[GOALS]
#1 Duplicate the passage of the domain name ruling between "iii) the Complainants" and "and C above.", inclusive.
#2 Answer these questions using the domain name ruling:
(a) Who represented Get on the Web Limited?
(b) What is the WIPO case number of the ruling?
(c) Which paragraphs of the UDRP Rules hold the undertakings that the Panel cites?
#3 Take the domain name ruling further, picking up where it stops.

* start SOURCE PASSAGE *

The WIPO ruling on the case (HSIL Limited, Somany Home Innovation Limited / SHIL Ltd and Brilloca Limited, India represented by Manav Gupta, India v. Get on the Web Limited represented by John Berryhill,USA) can be found at WIPO Case No.: D2020-3416

The Panel concluded that the Complainants’ actions constitute Reverse Domain Name Hijacking for the following reasons:

i) the Complainants, which are represented by counsel, should have appreciated the weakness of its case and the fact that the acronyms “Hsil” and “Shil” encompassed in the disputed domain names could not be exclusively referable to the Complainants, as claimed in the Complaint without any supporting evidence. Given the undertakings in paragraphs 3(b)(xiii) and (xiv) of the UDRP Rules, past panels have held that a represented complainant should be held to a higher standard;

ii) the Complainants knew or should have known that the Respondent was not acting in bad faith, especially considering the disputed domain names were registered long before the Complainants acquired trademark rights for the acronym “hsil” and the asserted common law rights for the acronym “shil”;

iii) the Complainants should have carried out a minimal due diligence that would have disclosed the fact that the Complainants would not have succeeded in any way under any fair interpretation of the available facts before the filing of the Complaint;

iv) the Complainants have not provided evidence to substantiate the critical elements of their case. See Bigfoot Ventures LLC v. Shaun Driessen, WIPO Case No. D2016-1330; the Complainants also appear to ignore settled Policy precedents on a number of issues as highlighted in the sections 6.2.B and C above.

* end SOURCE PASSAGE *
* start PROVIDED DATA *

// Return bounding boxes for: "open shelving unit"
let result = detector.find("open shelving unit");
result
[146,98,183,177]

* end PROVIDED DATA *

[RESULTS FOR THE EXERCISE]
#1
iii) the Complainants should have carried out a minimal due diligence that would have disclosed the fact that the Complainants would not have succeeded in any way under any fair interpretation of the available facts before the filing of the Complaint;

iv) the Complainants have not provided evidence to substantiate the critical elements of their case. See Bigfoot Ventures LLC v. Shaun Driessen, WIPO Case No. D2016-1330; the Complainants also appear to ignore settled Policy precedents on a number of issues as highlighted in the sections 6.2.B and C above.

#2
(a) John Berryhill
(b) D2020-3416
(c) Paragraphs 3(b)(xiii) and (xiv)

#3
v) the Complainants have also provided false information about the inability for any third party to register the acronym “Shil” through the Indian Trademark Office “owing to its well-known status and enormous goodwill” since, as demonstrated by the Respondent (Annex A to the Response), third parties managed to secure trademark registrations for signs identical or similar to SHIL in India. Moreover, the Complainants, through its counsel, attempted to give the impression that the Delhi High Court has upheld the Complainants’ rights in HSIL and SHIL but the supporting documents filed as Annexes P-10 to the Complaint do not pertain to the trademarks HSIL and SHIL but to the Complainants’ trademark HINDWARE. Moreover, a Court order submitted in such Annex does not pertain to a trademark dispute but to a design dispute.

In sum, the Complainant’s professional representative betrays an alarming unfamiliarity with the UDRP and the two decades of precedent under it, to the point of including the Registrar as a respondent merely for performing its non-discretionary function of registering an available domain name. Such conduct in any court would result in a swift dismissal and appropriate sanctions for wasting the parties' and the court's time. This Panel is limited to a find of abuse, which it readily imposes.

Decision

For the foregoing reasons, the Complaint is denied. The Panel also finds that the Complaint was brought in bad faith in an attempt at Reverse Domain Name Hijacking and constitutes an abuse of the administrative proceeding.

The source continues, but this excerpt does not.